Data extracted from a collection
----

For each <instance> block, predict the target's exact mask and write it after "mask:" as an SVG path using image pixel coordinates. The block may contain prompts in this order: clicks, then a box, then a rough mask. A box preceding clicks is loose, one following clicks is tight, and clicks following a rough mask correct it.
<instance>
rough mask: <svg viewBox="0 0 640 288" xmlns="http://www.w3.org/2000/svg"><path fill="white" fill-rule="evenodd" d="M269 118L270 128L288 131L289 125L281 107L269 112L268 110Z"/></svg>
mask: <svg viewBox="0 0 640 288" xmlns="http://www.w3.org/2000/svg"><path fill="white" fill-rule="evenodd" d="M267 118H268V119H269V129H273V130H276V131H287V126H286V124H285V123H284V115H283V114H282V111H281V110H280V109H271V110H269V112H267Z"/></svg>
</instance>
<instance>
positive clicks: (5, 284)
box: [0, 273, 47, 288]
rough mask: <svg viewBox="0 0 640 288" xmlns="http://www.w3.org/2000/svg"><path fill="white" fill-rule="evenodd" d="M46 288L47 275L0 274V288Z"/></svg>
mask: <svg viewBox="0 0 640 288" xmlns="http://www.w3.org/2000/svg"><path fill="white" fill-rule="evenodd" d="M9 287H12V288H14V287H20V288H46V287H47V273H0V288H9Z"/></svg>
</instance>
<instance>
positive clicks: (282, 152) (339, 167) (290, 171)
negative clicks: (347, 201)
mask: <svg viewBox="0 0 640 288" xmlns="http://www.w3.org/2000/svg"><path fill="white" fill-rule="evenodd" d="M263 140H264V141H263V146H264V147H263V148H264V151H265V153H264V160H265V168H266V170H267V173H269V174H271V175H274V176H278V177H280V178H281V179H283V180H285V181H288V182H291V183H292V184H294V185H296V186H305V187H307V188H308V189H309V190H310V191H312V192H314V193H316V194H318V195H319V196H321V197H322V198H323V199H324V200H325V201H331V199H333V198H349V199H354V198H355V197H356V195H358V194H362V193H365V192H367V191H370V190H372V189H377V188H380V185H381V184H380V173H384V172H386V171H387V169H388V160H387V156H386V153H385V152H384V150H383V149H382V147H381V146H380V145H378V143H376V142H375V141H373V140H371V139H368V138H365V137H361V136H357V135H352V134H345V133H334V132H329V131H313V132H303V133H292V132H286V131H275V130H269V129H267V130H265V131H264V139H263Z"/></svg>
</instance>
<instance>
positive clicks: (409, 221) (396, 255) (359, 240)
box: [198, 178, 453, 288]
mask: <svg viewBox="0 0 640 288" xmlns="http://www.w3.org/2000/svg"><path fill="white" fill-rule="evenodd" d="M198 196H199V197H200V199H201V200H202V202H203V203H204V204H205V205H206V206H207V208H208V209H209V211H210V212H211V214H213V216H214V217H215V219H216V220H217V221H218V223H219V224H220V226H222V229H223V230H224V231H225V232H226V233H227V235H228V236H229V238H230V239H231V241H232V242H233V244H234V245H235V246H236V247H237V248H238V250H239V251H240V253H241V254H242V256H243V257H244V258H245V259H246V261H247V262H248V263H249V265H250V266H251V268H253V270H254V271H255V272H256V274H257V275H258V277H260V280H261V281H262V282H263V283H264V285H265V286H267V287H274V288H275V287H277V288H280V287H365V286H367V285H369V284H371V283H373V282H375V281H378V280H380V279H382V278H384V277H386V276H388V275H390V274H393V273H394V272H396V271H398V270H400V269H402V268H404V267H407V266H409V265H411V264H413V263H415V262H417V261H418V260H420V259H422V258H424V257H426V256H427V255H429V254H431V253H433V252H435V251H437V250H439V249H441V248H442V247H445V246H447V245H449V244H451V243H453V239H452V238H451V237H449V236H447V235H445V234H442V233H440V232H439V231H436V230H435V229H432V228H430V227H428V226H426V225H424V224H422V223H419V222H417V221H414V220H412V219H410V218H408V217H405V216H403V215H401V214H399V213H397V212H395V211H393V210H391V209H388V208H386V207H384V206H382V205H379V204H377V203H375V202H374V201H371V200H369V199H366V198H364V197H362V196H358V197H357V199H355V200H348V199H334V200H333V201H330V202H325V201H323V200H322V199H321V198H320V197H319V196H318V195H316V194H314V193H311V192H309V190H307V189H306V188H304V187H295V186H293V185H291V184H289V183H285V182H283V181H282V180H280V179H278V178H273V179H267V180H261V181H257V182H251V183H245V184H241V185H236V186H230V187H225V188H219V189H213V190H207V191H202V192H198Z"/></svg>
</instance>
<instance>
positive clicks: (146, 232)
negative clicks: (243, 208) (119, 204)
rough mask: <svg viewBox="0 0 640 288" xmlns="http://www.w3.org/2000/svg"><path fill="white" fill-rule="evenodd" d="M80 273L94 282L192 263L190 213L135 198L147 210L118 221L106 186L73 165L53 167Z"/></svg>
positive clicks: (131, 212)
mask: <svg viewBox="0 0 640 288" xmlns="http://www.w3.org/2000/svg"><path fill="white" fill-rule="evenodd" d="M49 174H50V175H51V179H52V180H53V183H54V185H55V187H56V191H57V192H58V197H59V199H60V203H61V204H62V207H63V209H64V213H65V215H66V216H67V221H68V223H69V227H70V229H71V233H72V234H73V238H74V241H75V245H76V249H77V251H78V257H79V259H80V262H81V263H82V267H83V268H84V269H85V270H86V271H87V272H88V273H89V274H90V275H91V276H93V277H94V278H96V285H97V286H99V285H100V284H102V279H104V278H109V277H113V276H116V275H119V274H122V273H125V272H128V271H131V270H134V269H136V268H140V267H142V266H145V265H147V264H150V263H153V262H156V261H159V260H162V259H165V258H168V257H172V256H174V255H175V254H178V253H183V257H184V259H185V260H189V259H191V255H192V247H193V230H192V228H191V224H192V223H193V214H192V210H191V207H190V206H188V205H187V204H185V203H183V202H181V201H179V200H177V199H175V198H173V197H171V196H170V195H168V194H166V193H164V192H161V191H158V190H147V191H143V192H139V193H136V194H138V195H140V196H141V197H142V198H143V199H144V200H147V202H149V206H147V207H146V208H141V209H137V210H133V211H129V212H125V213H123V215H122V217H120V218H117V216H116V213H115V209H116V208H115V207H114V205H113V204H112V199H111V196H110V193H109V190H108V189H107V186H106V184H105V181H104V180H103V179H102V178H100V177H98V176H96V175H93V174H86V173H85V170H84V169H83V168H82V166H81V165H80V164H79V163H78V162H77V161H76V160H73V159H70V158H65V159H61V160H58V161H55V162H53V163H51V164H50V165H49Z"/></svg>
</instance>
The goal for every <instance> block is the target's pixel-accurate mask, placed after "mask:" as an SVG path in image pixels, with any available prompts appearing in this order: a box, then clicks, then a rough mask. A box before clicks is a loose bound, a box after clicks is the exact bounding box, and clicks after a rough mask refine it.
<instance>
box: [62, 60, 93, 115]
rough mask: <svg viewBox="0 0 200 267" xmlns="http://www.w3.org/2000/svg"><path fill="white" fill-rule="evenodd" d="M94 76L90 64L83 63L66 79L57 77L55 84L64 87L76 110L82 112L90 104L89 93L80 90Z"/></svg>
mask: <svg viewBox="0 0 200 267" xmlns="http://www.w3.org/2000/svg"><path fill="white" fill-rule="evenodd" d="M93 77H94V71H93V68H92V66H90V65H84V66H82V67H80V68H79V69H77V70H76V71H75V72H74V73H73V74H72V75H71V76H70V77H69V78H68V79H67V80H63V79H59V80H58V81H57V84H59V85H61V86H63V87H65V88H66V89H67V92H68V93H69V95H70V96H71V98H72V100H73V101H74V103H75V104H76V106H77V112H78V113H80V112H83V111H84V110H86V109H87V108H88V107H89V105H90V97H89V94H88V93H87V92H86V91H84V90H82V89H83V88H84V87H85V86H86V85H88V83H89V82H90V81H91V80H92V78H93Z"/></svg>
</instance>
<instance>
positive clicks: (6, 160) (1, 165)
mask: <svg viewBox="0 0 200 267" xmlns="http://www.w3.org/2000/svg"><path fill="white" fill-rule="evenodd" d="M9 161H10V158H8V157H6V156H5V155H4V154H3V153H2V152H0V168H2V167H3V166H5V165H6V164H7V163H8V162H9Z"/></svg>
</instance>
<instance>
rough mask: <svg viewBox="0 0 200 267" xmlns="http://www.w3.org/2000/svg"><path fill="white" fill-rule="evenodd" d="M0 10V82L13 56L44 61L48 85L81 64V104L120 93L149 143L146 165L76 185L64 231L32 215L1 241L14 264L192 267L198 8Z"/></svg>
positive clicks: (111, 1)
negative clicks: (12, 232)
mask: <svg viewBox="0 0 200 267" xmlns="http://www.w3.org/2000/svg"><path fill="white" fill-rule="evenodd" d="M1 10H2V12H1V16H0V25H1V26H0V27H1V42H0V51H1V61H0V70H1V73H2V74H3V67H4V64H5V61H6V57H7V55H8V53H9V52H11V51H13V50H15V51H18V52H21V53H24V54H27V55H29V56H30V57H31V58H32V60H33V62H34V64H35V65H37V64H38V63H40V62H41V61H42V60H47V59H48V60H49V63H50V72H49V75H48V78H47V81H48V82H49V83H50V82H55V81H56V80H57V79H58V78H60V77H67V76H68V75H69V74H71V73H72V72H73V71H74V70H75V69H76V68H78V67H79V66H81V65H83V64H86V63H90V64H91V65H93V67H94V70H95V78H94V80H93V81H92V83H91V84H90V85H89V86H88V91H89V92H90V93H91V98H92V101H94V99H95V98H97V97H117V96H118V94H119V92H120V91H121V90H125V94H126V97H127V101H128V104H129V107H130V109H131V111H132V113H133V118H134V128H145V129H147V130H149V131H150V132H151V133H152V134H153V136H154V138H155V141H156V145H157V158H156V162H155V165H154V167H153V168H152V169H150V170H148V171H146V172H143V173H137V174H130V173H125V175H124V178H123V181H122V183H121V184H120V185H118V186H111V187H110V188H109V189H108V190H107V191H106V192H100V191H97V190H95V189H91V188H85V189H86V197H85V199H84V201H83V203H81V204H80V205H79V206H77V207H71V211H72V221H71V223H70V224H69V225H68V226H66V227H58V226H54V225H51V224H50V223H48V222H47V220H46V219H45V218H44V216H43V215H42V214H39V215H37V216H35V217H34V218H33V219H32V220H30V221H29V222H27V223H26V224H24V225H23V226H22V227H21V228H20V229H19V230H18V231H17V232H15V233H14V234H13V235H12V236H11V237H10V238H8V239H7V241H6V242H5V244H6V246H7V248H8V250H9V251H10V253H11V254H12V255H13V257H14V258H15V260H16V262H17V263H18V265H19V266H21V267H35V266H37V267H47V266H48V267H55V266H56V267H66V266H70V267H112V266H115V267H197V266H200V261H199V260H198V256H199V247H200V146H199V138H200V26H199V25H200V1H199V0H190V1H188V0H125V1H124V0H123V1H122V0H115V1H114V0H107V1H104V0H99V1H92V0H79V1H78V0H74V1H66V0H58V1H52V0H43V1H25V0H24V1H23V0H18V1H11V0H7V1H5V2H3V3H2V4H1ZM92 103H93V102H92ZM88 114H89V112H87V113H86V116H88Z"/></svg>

----

Please give back, exactly as it stands above, the stretch from the line with "positive clicks: (146, 232)" through the line with "box: [62, 60, 93, 115]", and no line outside it.

→ **EXPECTED OUTPUT**:
positive clicks: (146, 232)
negative clicks: (243, 208) (119, 204)
rough mask: <svg viewBox="0 0 640 288" xmlns="http://www.w3.org/2000/svg"><path fill="white" fill-rule="evenodd" d="M80 273L94 282L192 263L190 213L135 198L147 210L118 221L106 186L73 165L53 167Z"/></svg>
positive clicks: (131, 212)
mask: <svg viewBox="0 0 640 288" xmlns="http://www.w3.org/2000/svg"><path fill="white" fill-rule="evenodd" d="M49 174H50V175H51V179H52V180H53V183H54V185H55V187H56V191H57V192H58V197H59V199H60V203H61V204H62V207H63V209H64V213H65V215H66V216H67V221H68V223H69V227H70V229H71V233H72V234H73V238H74V241H75V245H76V249H77V251H78V257H79V259H80V262H81V263H82V267H83V268H84V269H85V270H86V271H87V272H88V273H89V274H90V275H91V276H93V277H94V278H96V285H97V286H99V285H100V284H102V279H104V278H109V277H113V276H116V275H119V274H122V273H125V272H128V271H131V270H134V269H136V268H140V267H142V266H145V265H147V264H150V263H153V262H156V261H159V260H162V259H165V258H168V257H172V256H174V255H175V254H178V253H183V257H184V259H185V260H189V259H191V255H192V247H193V230H192V228H191V224H192V223H193V214H192V210H191V207H190V206H188V205H187V204H185V203H183V202H181V201H179V200H177V199H175V198H173V197H171V196H170V195H168V194H166V193H164V192H161V191H158V190H147V191H143V192H139V193H136V194H138V195H140V196H141V197H142V198H143V199H144V200H147V202H149V206H147V207H146V208H141V209H137V210H133V211H129V212H125V213H123V215H122V217H120V218H117V216H116V213H115V209H116V208H115V207H114V205H113V204H112V199H111V196H110V193H109V190H108V189H107V186H106V184H105V181H104V180H103V179H102V178H100V177H98V176H96V175H93V174H86V173H85V170H84V169H83V168H82V166H81V165H80V164H79V163H78V162H77V161H76V160H73V159H70V158H65V159H61V160H58V161H55V162H53V163H51V164H50V165H49Z"/></svg>
</instance>
The goal for every <instance> block is the target's pixel-accurate mask, placed after "mask:" as an SVG path in image pixels, with any available prompts appearing in this order: a box, then clicks, then a rough mask. A box before clicks is a loose bound, a box after clicks is the exact bounding box, and clicks after a rough mask refine it.
<instance>
box: [62, 60, 93, 115]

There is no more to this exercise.